*Exercise description*: Please restate word for word the lines from the top of the entries through the line that contains "box: [935, 254, 1042, 348]", and do not include any pictures.

== Available records ==

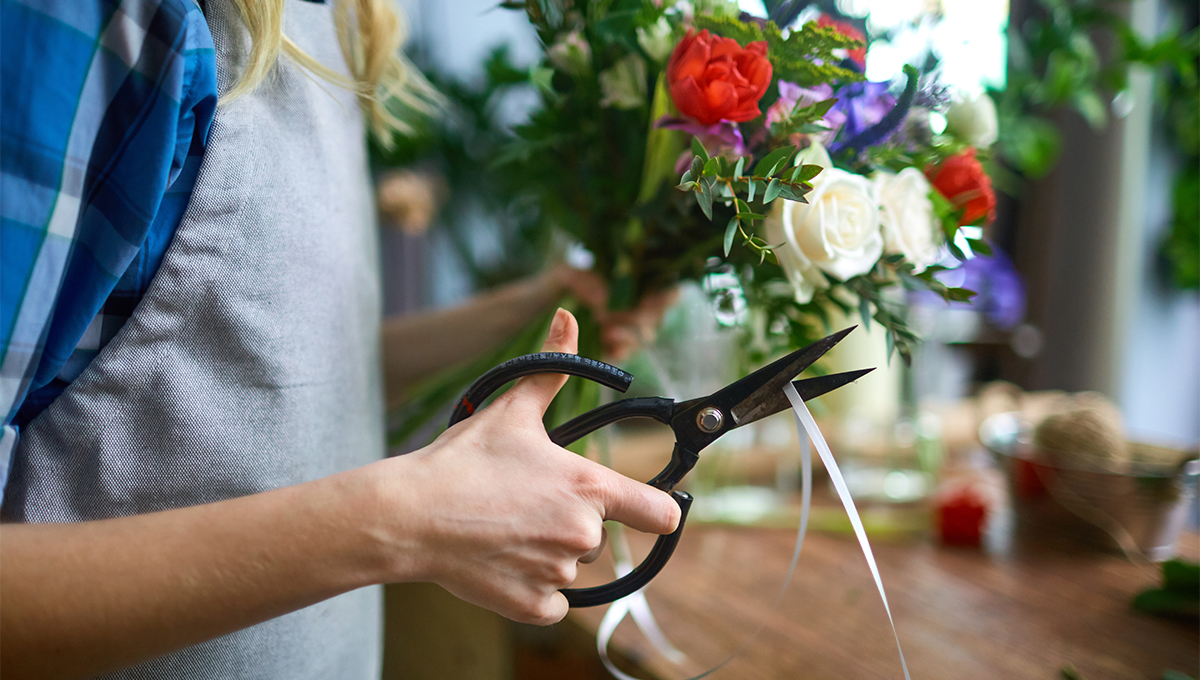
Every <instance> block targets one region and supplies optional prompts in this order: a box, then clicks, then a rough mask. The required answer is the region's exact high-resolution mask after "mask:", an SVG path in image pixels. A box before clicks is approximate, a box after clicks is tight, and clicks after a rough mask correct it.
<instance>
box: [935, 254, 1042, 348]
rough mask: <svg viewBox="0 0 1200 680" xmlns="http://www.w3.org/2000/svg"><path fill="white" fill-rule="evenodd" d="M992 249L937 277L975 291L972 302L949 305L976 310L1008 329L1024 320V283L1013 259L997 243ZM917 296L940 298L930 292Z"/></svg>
mask: <svg viewBox="0 0 1200 680" xmlns="http://www.w3.org/2000/svg"><path fill="white" fill-rule="evenodd" d="M991 249H992V254H991V255H990V257H977V258H971V259H970V260H967V261H965V263H962V266H960V267H956V269H952V270H946V271H941V272H938V273H937V279H938V281H941V282H942V283H944V284H946V285H949V287H952V288H966V289H967V290H974V291H976V293H978V295H977V296H976V297H973V299H972V301H971V302H952V303H950V306H952V307H962V308H971V309H977V311H979V312H983V314H984V315H985V317H986V318H988V320H989V321H991V323H992V325H995V326H996V327H998V329H1002V330H1010V329H1013V327H1015V326H1016V325H1018V324H1020V323H1021V320H1022V319H1025V283H1024V282H1022V281H1021V275H1019V273H1016V269H1015V267H1014V266H1013V260H1010V259H1009V258H1008V255H1007V254H1004V252H1003V251H1001V249H1000V248H997V247H996V246H992V247H991ZM920 297H922V299H923V300H926V301H932V300H941V297H940V296H936V295H934V294H932V293H929V291H926V293H924V294H922V295H920Z"/></svg>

===

*Output for this exercise*:
Every <instance> block targets one region and supplies optional prompts in this order: a box, then clicks, then a rough mask. The required answer is the region's exact high-resolution mask after "mask:", an SVG path in image pixels. A box before clicks is approximate, a box after clicks is tight, and clicks after a rough mask correct it.
<instance>
box: [935, 254, 1042, 348]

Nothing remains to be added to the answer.